TEXT SHOWN:

Cowboy State Daily (9/25/23) reports: "A $4 billion Panasonic electric vehicle battery factory in De Soto, Kansas, will help satisfy the Biden administration’s efforts to get everyone into an EV.  It also will help extend the life of a coal-fired power plant. Panasonic broke ground on the facility last year. The Japanese company was slated to receive $6.8 billion from the Inflation Reduction Act, which has been pouring billions into electric vehicles and battery factories as part of its effort to transition America away from fossil fuels. The Kansas City Star reports that the factory will require between 200 and 250 megawatts of electricity to operate. That’s roughly the amount of power needed for a small city. In testimony to the Kansas City Corporation Commission, which is the state’s equivalent of the Wyoming Public Service Commission, a representative of Evergy, the utility serving the factory, said that the 4 million-square-foot Panasonic facility creates 'near term challenges from a resource adequacy perspective,' according to the newspaper. As a result, the utility will continue to burn coal at a power plant near Lawrence, Kansas, and it will delay plants to transition units at the plant to natural gas. 

"EPA’s efforts to restrict greenhouse gas emissions from power plants and other sources represent a dangerous overreach of executive power. Congress never authorized EPA to regulate greenhouse gases in this expansive manner. By trying to reorganize the country’s electricity-sector limits through executive fiat, rather than the legislative process, EPA is abusing its authority and circumventing democracy." 

 

– Mario Loyola,
The Heritage Foundation

Biden's restrictions on lease sale 261 may be illegal...


Fox News (9/22/23) reports: "A federal court struck down the Biden administration's last-minute restrictions on an upcoming offshore oil and gas lease sale in a ruling late Thursday evening. Judge James Cain of the Western District of Louisiana granted a preliminary injunction request from plaintiffs — the State of Louisiana, industry association American Petroleum Institute (API) and oil companies Chevron and Shell — to block the Bureau of Ocean Energy Management's (BOEM) restrictions on Lease Sale 261. The lease sale spanning millions of acres across the Gulf of Mexico is slated for next week. Cain ruled the federal government must proceed with the lease sale by Sept. 30 under its original conditions. As a result of a July settlement with environmental groups, BOEM removed about six million acres from the sale and imposed various restrictions on oil and gas vessels associated with the leases auctioned to protect the Rice’s whale species found in parts of the Gulf of Mexico. 'The court observes that plaintiffs have demonstrated substantial potential costs resulting from the challenged provisions,' Cain wrote in his decision. 'While the government defendants largely focus on the acreage withdrawal and dynamics of the sale itself, many of plaintiffs’ alleged hardships arise from the vessel restrictions.'"

Of course, this is just the latest in a long, long list... (over 175 and counting)

SET TASK A:
For each statement about the energy policy text, answer yes or no and quote the words from the text that decide it.
(i) The Panasonic factory will need between 200 and 250 megawatts of electricity to operate.
(ii) Judge James Cain is on the Eastern District of Louisiana.
(iii) BOEM removed about ten million acres from the lease sale.
SET TASK B:
Please render the entries as a two-column CSV with the columns request and answer, one row per request. Start with the line that contains "Tag the overcast" and go on through the line that contains "[1227, 195]", both included. Put each field in quotes and turn line breaks into spaces.
The text and the entries come from different sources.

ITEMS:
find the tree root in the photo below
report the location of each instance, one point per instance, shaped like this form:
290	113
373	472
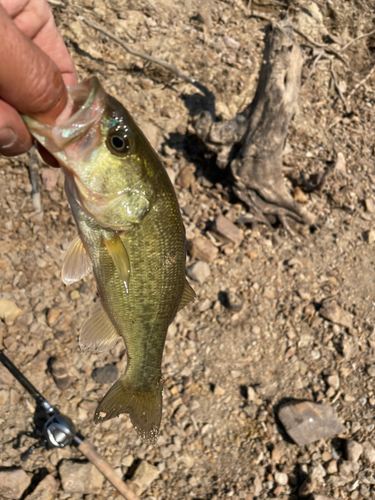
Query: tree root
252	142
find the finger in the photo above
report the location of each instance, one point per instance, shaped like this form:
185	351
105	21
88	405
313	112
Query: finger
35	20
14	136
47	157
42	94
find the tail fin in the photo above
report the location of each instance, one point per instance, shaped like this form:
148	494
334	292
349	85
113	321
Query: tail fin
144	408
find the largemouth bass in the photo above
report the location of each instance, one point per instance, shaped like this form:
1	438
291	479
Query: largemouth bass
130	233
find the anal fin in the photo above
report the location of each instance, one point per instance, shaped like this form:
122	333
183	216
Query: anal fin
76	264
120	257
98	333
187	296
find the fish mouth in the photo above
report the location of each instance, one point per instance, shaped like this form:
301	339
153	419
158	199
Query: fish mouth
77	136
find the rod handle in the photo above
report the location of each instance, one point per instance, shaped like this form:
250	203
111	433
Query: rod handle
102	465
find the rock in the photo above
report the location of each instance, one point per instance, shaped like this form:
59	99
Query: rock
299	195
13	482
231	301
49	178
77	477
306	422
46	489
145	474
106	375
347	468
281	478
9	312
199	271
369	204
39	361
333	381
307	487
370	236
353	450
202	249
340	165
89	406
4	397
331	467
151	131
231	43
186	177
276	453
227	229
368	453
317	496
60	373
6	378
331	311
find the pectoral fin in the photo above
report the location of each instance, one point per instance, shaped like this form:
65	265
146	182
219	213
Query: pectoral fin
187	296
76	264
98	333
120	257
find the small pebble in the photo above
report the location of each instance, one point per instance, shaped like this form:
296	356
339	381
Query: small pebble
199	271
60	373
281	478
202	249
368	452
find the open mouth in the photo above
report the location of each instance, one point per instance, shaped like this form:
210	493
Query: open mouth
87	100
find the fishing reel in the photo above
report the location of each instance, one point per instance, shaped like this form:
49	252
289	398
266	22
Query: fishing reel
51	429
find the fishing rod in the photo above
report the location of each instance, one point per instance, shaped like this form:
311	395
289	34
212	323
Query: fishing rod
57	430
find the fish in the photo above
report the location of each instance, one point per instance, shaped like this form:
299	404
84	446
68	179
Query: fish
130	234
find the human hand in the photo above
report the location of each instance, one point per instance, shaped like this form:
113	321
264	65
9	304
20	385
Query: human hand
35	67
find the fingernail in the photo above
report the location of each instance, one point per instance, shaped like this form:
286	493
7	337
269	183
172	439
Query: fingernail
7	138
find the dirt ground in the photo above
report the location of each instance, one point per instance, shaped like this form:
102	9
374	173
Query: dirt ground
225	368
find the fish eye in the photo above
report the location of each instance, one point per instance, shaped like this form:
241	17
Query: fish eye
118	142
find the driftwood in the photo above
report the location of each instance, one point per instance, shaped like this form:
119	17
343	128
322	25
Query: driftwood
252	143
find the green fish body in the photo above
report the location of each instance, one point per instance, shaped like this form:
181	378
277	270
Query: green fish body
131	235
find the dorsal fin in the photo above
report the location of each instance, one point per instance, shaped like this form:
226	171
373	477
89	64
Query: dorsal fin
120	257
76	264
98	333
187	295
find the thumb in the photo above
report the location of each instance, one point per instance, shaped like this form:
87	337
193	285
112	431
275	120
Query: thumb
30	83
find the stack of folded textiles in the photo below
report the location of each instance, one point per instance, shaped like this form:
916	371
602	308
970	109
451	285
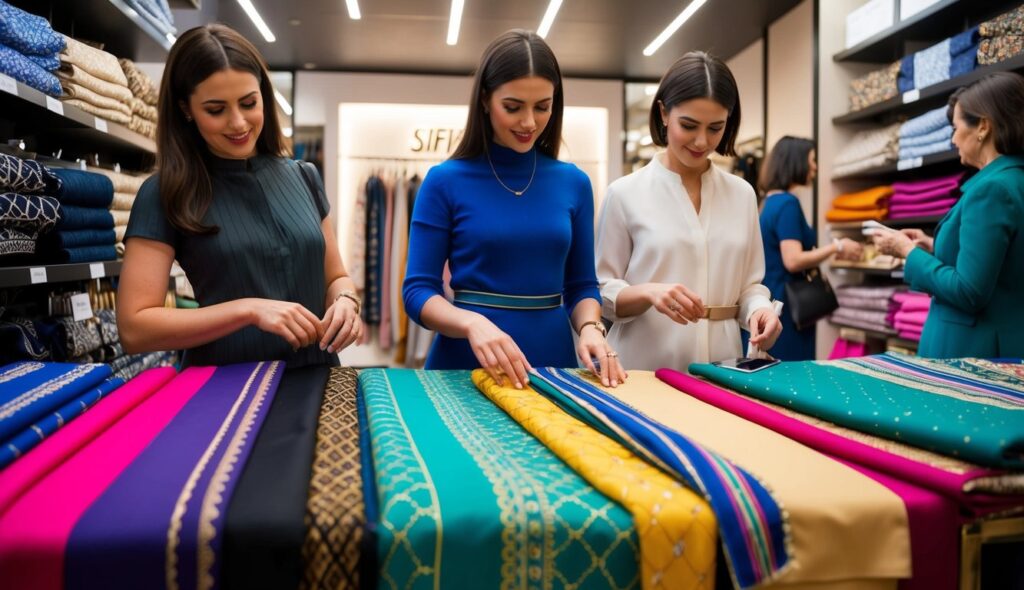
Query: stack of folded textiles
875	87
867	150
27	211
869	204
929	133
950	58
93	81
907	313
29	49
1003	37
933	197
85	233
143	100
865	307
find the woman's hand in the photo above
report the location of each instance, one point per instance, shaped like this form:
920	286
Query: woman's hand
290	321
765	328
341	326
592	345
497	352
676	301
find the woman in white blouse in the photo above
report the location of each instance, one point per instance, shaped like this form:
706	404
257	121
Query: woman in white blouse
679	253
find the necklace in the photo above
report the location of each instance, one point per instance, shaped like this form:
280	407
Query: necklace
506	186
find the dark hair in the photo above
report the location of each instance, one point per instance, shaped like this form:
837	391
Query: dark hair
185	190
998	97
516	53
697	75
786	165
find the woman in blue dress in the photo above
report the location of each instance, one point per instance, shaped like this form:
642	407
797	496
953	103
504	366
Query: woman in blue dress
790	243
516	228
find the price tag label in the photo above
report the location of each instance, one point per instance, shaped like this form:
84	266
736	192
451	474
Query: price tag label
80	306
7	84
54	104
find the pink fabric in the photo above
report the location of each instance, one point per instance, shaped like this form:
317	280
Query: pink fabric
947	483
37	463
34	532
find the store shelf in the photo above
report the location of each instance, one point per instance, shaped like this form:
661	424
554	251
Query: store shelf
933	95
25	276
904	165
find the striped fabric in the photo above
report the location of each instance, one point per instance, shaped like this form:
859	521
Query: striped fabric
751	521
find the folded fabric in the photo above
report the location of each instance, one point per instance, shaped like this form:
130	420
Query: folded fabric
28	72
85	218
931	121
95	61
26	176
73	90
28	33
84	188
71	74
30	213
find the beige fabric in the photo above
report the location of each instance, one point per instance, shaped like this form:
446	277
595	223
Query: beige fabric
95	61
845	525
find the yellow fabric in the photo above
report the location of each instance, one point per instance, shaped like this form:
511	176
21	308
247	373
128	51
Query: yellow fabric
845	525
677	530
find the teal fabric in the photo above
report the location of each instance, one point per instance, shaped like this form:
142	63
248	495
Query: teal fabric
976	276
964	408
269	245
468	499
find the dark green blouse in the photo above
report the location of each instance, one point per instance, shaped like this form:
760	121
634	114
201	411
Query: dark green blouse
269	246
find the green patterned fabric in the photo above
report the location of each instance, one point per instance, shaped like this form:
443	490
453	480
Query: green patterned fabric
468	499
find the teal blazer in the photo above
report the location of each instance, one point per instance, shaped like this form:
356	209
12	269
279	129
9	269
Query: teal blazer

==

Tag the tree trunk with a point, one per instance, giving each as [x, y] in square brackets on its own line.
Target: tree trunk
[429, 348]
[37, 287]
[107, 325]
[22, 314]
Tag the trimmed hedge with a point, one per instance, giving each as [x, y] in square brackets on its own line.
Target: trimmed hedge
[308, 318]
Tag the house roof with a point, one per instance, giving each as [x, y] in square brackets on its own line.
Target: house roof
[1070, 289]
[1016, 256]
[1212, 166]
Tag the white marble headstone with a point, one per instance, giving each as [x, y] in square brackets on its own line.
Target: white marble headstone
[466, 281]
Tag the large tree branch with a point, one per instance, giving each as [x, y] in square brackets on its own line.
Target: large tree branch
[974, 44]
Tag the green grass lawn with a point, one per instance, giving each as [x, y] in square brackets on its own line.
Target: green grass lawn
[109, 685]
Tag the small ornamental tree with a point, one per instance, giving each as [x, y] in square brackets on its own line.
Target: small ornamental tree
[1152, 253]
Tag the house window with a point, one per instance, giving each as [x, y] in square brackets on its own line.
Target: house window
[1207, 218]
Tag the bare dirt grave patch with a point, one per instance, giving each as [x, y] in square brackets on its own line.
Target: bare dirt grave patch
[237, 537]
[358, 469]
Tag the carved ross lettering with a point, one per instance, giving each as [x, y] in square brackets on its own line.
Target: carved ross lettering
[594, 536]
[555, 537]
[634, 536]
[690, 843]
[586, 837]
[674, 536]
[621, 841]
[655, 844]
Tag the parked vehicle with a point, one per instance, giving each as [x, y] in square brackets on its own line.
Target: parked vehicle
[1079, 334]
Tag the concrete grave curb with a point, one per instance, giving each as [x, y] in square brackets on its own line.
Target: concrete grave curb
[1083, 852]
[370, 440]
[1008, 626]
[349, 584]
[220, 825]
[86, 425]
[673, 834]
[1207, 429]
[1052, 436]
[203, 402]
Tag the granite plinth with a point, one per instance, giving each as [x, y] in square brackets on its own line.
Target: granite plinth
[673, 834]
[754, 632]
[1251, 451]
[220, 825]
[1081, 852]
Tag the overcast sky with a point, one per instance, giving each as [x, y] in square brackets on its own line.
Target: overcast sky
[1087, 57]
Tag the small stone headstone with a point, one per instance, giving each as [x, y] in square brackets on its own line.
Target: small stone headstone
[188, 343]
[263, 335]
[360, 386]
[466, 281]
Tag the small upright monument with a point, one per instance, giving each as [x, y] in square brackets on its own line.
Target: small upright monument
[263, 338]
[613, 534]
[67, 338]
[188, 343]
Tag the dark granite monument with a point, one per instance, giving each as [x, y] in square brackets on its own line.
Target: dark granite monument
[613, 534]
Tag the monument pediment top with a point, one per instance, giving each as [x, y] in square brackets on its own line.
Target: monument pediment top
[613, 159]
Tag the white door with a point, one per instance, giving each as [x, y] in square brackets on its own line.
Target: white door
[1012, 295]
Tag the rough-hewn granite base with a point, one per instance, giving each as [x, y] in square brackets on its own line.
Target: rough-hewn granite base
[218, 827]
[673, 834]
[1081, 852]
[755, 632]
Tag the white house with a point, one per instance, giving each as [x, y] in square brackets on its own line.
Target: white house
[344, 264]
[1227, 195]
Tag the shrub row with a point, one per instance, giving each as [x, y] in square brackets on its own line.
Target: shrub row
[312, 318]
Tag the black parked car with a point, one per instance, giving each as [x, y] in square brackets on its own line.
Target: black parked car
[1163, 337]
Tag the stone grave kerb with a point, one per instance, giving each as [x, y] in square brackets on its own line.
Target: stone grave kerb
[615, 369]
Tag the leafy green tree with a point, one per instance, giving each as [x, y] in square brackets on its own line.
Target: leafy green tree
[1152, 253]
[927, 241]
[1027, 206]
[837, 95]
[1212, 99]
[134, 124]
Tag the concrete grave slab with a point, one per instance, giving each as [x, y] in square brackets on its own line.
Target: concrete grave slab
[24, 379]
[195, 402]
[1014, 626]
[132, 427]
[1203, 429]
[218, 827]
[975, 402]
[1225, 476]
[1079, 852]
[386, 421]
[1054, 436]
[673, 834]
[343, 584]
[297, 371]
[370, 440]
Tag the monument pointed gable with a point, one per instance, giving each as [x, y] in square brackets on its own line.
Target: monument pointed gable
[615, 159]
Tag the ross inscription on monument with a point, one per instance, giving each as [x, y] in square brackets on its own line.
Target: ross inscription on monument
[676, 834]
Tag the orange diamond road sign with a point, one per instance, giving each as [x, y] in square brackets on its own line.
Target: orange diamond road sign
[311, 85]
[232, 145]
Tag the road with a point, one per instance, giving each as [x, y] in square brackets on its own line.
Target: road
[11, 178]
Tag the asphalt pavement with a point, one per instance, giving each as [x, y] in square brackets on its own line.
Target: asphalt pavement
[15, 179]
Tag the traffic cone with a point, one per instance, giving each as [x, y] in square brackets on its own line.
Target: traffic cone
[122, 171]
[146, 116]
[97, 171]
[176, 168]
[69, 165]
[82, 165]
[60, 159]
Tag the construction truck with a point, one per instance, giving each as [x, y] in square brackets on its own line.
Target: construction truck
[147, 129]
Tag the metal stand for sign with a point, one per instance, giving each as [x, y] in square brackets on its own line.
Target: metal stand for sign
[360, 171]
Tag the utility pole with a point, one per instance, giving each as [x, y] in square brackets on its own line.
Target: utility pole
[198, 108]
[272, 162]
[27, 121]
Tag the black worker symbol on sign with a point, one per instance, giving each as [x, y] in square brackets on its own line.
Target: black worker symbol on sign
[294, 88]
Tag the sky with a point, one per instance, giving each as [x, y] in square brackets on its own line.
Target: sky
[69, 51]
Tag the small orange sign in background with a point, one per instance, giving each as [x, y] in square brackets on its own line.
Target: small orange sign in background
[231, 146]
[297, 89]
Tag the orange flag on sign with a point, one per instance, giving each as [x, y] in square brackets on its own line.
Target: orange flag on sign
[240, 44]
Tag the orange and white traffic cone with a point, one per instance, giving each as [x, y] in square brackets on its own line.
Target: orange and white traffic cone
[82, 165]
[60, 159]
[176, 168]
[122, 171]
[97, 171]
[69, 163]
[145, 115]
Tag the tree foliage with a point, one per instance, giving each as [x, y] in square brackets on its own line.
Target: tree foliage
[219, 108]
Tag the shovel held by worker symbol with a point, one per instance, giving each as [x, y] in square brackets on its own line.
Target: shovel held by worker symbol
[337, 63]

==

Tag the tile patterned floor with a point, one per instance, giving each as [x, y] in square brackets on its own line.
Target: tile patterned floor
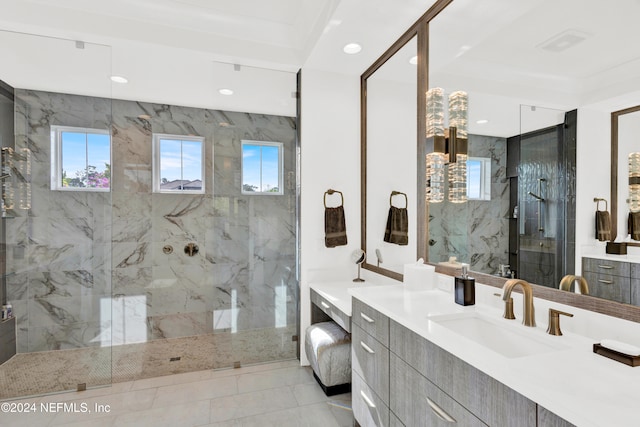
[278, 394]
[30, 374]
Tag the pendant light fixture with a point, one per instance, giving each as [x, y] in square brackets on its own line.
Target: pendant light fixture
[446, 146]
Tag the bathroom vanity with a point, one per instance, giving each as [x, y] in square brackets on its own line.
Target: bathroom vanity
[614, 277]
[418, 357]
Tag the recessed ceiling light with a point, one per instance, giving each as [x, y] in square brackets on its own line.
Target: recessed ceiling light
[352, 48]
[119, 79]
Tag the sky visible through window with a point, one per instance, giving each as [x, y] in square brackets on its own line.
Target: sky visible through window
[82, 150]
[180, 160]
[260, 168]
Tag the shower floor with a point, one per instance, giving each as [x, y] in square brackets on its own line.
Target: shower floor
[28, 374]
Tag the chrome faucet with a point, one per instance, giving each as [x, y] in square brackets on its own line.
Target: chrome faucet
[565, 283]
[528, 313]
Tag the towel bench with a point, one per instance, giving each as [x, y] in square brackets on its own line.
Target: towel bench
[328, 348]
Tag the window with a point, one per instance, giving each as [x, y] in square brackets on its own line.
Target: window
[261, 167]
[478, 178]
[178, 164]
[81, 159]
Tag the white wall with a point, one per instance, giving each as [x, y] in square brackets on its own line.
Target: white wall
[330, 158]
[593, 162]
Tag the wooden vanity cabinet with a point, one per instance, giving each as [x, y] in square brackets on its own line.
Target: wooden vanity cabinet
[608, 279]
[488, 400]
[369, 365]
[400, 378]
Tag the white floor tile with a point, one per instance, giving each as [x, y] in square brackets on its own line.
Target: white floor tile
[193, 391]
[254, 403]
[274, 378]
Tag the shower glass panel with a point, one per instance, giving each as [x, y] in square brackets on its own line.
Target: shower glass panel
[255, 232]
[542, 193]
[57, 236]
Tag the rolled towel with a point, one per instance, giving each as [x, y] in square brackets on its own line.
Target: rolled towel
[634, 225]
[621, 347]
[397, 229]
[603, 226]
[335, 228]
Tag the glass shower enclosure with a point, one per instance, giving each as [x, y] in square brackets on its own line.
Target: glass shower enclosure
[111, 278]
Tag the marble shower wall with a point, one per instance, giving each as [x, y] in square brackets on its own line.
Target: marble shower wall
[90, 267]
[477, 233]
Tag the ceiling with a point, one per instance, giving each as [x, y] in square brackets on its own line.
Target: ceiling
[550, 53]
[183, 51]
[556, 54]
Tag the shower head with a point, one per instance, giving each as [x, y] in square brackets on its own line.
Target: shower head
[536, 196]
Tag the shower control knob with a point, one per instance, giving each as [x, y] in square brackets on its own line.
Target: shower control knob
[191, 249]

REPLY A:
(i) Yes: "the factory will require between 200 and 250 megawatts of electricity to operate"
(ii) No: "Judge James Cain of the Western District of Louisiana"
(iii) No: "BOEM removed about six million acres from the sale"

REPLY B:
request,answer
"Tag the overcast sky with a point, one per instance, giving each as [x, y] in square brackets on its own line. Target: overcast sky","[1087, 57]"
"Tag the small stone headstone with a point, one per instance, giving each as [x, y] in square brackets on its own line. Target: small stone headstone","[188, 343] [263, 335] [360, 386] [466, 281]"
"Tag the small upright monument with a point, one per instance, giving each as [x, y] in square brackets on its own line. Target: small upright monument","[263, 338] [613, 534] [67, 338] [188, 343]"
"Tag the dark granite monument with a point, one per instance, giving each as [x, y] in square brackets on its own line. Target: dark granite monument","[613, 534]"
"Tag the monument pediment top with a point, one per instance, giving each as [x, y] in square brackets on its own line. Target: monument pediment top","[613, 159]"
"Tag the white door with a point, one per instance, giving each as [x, y] in square brackets on its own line. Target: white door","[1012, 295]"
"Tag the rough-hewn granite base with a point, one per instance, giving each as [x, y] in square brackets on its own line. Target: rough-hewn granite base","[218, 827] [673, 834] [1081, 852] [755, 632]"
"Tag the white house with a point, one per instance, giving each as [x, y] in square brackets on its own line. Target: white house","[344, 264] [1227, 195]"